● Extracted records
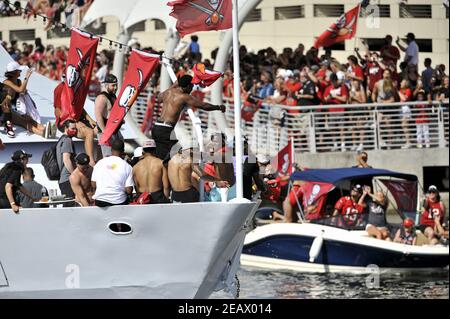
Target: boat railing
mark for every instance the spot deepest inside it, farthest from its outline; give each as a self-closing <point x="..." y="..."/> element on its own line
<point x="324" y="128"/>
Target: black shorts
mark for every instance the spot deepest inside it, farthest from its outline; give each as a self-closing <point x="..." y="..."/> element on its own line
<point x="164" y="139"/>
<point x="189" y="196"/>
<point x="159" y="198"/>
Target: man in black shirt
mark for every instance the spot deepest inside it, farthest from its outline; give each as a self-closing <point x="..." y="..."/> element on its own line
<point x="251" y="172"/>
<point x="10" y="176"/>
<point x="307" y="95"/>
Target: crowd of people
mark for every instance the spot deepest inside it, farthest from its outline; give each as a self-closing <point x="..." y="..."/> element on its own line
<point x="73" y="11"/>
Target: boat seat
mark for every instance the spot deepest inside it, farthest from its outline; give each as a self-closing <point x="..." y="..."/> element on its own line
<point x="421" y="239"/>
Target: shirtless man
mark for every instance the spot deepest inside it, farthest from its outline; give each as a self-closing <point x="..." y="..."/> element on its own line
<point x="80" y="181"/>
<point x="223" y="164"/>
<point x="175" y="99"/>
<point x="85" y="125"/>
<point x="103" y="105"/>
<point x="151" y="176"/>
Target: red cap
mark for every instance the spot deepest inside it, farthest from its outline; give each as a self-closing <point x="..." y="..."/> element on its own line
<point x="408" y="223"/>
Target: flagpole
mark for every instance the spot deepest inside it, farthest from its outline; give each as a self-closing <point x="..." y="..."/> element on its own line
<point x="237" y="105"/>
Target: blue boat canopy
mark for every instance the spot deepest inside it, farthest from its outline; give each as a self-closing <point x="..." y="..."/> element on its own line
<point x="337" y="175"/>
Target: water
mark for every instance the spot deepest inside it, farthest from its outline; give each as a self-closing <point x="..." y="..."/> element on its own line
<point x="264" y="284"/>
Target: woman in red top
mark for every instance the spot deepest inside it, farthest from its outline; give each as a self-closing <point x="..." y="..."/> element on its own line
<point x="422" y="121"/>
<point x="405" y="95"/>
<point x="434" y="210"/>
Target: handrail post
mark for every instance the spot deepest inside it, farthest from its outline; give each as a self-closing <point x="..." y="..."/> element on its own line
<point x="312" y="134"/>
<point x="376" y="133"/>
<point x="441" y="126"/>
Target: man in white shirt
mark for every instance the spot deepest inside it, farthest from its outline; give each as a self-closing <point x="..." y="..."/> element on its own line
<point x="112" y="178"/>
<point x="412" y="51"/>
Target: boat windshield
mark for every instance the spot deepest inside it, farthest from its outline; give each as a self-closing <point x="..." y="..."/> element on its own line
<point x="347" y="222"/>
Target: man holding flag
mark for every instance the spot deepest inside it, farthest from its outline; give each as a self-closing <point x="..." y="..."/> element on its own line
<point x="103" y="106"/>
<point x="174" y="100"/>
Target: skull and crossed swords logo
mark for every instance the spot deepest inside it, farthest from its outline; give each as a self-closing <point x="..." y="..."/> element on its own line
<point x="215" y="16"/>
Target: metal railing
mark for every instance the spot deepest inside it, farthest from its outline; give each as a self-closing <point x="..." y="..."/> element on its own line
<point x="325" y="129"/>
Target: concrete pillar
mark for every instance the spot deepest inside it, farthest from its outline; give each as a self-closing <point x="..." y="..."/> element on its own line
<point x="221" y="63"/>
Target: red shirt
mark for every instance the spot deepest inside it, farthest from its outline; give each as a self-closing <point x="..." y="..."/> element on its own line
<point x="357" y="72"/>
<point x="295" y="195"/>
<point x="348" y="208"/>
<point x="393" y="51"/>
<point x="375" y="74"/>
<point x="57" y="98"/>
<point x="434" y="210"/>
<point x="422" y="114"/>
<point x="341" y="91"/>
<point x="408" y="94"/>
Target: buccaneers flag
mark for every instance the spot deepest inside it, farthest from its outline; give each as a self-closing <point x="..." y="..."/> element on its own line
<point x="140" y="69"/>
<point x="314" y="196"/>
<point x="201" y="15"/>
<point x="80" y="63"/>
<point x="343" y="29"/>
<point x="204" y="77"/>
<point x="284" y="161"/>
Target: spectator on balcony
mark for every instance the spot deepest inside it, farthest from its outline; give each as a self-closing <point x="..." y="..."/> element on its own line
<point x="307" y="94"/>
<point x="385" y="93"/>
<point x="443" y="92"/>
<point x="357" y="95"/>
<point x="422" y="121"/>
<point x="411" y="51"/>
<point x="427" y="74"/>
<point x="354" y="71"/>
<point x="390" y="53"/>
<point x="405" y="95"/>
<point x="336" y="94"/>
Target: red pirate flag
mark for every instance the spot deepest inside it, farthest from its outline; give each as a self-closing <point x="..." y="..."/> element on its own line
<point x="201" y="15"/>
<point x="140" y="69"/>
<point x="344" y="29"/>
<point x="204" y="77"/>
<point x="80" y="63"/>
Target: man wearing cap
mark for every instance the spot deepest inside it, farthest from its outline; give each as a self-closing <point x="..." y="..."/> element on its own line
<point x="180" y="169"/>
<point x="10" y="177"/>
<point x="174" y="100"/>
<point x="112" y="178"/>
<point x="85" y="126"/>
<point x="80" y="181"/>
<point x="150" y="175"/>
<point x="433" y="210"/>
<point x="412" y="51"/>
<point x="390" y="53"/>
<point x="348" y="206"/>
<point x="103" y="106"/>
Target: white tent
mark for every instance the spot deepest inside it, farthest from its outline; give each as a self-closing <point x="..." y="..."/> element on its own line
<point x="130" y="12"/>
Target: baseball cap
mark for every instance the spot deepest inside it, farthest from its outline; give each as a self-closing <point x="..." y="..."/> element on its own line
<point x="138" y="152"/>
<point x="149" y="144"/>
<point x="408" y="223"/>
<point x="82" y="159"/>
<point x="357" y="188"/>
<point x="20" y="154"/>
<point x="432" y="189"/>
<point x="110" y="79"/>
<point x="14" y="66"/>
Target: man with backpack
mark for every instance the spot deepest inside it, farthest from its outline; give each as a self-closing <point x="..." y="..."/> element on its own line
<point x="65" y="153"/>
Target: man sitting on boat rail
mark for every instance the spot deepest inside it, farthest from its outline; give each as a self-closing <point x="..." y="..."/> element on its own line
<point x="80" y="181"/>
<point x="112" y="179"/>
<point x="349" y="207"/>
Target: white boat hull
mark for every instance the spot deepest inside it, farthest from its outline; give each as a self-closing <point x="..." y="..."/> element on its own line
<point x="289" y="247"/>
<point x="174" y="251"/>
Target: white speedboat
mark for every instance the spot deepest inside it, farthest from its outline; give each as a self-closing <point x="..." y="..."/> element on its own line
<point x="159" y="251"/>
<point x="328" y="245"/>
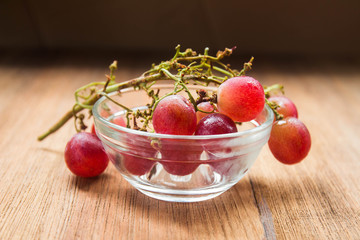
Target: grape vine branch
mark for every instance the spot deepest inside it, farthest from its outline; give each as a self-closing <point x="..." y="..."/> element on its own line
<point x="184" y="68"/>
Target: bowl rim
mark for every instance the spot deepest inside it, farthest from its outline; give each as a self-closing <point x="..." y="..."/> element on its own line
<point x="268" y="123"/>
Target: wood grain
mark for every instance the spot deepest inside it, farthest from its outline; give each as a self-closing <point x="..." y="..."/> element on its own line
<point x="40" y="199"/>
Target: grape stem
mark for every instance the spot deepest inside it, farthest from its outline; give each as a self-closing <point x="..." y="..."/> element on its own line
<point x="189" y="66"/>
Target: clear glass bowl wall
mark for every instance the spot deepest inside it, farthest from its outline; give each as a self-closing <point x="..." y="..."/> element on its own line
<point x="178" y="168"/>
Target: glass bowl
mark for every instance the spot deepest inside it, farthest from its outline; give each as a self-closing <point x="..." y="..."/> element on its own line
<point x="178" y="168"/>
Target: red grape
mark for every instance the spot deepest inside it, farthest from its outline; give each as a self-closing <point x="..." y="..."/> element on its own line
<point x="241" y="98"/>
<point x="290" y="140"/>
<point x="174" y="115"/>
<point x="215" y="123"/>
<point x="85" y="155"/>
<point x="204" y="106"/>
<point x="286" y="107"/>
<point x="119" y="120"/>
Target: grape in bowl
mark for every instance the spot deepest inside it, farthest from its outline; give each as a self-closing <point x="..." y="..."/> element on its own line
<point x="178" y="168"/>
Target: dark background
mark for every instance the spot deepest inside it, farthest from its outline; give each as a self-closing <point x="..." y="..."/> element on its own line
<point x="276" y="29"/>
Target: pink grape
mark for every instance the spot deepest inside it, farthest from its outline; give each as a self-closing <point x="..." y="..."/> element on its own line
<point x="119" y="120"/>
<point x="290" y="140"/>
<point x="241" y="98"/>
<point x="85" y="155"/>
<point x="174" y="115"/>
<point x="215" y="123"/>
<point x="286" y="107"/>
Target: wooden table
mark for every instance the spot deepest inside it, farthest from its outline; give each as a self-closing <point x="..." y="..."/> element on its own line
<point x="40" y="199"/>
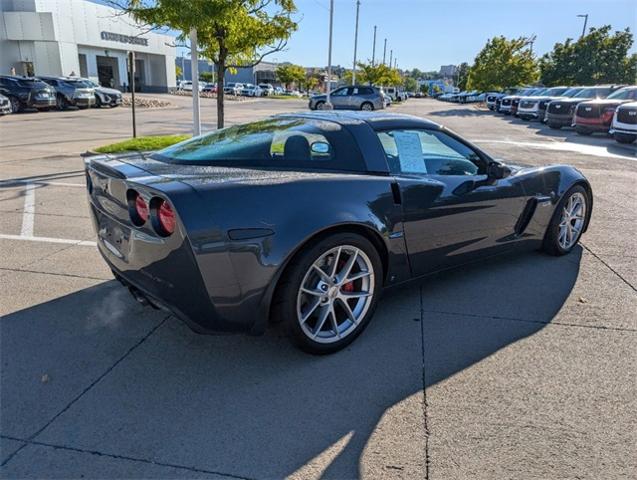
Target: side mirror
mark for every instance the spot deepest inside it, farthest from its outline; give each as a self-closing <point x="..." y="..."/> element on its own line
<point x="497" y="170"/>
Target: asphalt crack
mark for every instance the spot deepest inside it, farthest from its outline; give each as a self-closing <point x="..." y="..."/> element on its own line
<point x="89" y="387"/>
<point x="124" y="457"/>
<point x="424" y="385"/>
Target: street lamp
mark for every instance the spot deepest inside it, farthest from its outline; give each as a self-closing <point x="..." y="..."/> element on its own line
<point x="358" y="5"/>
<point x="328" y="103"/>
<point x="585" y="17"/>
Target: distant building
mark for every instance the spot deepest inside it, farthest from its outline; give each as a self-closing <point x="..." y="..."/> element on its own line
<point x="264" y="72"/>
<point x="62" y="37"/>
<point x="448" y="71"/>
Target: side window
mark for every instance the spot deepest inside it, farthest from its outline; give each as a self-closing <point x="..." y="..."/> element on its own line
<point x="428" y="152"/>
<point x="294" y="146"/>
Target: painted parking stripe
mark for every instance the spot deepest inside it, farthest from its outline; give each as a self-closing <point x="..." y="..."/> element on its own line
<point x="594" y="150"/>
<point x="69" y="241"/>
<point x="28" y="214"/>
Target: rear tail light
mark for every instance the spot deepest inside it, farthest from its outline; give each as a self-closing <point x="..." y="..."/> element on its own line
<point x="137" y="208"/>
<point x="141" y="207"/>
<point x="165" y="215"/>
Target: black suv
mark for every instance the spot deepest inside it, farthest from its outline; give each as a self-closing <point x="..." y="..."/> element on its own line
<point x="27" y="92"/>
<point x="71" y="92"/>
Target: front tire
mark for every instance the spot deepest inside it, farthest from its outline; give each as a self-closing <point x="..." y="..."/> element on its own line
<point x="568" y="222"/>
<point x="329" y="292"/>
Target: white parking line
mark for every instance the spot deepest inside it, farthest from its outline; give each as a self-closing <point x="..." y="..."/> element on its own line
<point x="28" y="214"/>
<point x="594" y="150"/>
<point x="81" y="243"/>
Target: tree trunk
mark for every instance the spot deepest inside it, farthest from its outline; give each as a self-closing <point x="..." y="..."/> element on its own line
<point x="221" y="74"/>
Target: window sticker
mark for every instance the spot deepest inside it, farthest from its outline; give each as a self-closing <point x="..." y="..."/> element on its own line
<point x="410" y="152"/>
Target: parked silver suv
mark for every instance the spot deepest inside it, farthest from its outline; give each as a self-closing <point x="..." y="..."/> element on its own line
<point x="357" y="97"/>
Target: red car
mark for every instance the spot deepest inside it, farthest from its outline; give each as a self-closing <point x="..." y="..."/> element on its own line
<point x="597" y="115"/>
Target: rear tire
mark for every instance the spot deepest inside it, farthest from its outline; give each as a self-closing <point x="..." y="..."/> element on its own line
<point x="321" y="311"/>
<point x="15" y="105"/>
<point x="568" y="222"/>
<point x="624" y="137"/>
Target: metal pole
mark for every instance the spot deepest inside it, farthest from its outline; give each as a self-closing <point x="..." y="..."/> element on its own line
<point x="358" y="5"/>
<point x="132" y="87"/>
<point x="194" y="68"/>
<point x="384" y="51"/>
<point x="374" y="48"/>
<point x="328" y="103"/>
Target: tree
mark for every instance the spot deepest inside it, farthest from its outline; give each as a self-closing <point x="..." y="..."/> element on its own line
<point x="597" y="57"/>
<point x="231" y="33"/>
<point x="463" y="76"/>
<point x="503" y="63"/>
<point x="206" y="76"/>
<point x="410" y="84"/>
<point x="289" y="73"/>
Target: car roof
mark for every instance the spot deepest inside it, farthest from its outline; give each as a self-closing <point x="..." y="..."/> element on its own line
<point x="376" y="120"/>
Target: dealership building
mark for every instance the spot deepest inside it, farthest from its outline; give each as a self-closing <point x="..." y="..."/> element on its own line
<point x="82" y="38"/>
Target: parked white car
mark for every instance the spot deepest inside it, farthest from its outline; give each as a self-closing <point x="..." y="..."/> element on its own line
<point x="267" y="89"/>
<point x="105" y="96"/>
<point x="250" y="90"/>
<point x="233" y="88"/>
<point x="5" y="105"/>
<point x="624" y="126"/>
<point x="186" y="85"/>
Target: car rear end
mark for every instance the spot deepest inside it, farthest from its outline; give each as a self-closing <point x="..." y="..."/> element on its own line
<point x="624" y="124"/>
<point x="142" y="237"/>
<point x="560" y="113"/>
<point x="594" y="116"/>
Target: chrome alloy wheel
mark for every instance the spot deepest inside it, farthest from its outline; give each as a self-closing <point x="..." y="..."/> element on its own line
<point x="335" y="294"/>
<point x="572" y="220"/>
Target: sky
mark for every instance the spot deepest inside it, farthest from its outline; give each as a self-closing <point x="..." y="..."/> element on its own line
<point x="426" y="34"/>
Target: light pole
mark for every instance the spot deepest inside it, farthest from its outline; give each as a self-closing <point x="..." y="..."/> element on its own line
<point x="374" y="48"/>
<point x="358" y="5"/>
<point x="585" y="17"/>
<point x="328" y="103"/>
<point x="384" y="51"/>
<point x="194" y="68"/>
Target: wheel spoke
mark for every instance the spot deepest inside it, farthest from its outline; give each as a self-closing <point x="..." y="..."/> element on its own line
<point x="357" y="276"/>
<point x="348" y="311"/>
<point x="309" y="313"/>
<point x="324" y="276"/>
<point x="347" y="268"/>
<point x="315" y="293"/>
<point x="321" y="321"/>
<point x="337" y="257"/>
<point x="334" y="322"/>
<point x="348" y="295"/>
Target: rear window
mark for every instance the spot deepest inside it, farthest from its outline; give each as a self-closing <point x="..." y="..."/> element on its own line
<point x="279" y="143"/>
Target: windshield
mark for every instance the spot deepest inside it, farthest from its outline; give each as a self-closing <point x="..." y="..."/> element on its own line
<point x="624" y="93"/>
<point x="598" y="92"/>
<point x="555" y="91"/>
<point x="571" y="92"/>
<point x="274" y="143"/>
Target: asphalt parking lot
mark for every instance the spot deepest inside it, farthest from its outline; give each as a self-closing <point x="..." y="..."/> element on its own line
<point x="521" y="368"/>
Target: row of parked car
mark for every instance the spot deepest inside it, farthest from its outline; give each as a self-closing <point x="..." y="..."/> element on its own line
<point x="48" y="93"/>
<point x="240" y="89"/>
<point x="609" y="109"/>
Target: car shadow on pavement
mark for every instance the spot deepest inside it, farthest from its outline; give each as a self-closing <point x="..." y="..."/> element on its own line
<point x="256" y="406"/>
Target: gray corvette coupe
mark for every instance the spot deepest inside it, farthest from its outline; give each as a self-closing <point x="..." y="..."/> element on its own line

● Exercise description
Revise the lines from the one containing "Target: car shadow on pavement" through the end of the items, changing "gray corvette coupe" to "silver corvette coupe" and leaving everything else as it is.

● Answer to this exercise
Target: car shadow on pavement
mark for every instance the spot deepest inside it, farthest from its outline; give each as a self-closing <point x="..." y="..."/> element on its own line
<point x="256" y="406"/>
Target: silver corvette coupe
mark for every instance the spot deepest inside it, farthest from its outline; give each as a self-closing <point x="..." y="..."/> element on its own line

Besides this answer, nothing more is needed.